- [TASK ITEM]
What lines in the following entries hold the word "positive"? Copy each one.

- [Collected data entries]
● ● ● ● ●
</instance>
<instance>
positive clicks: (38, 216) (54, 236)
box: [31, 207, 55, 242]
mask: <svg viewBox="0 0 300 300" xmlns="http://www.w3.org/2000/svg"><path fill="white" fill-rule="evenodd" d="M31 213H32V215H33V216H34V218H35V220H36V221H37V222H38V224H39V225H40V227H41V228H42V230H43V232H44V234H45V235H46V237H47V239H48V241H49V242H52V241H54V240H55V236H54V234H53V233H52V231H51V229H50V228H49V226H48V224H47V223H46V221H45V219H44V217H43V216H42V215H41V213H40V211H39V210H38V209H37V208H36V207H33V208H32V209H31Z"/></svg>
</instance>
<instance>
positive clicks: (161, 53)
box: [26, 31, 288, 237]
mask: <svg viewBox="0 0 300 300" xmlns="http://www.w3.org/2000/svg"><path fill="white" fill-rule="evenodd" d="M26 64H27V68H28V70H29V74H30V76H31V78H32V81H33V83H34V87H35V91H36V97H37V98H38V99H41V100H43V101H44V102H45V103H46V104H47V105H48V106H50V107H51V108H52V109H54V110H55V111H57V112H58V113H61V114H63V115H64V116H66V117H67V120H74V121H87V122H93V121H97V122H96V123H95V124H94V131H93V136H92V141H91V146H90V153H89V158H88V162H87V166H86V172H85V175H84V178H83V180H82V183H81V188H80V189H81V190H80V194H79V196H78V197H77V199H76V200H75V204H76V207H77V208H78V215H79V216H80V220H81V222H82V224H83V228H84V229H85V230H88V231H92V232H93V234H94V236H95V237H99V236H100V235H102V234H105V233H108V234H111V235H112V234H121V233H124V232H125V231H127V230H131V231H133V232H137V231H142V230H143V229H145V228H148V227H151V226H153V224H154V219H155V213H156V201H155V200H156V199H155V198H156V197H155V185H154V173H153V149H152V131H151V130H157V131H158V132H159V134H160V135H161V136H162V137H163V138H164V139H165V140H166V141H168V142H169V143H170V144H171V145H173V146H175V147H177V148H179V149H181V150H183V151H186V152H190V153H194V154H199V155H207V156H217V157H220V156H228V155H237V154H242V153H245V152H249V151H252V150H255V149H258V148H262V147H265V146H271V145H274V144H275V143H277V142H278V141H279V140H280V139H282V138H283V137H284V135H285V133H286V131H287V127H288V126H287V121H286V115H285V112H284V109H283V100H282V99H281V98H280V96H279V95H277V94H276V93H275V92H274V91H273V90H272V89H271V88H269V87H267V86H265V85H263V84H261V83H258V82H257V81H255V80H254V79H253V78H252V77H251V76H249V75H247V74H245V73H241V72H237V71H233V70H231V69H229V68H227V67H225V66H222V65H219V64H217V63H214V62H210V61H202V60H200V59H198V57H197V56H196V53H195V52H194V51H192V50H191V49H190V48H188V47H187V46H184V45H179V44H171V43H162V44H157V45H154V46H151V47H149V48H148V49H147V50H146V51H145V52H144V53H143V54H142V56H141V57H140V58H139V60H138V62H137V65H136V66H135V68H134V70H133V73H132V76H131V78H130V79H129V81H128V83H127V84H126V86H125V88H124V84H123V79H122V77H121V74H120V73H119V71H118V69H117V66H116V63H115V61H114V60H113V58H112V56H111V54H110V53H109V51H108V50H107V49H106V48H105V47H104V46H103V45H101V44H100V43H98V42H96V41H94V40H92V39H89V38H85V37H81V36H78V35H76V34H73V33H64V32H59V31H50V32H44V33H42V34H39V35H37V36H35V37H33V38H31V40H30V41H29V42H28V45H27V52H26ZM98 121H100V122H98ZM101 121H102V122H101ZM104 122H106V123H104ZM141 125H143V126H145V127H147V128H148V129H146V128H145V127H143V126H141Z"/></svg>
● ● ● ● ●
- [RESPONSE]
positive clicks: (38, 216) (54, 236)
positive clicks: (161, 53)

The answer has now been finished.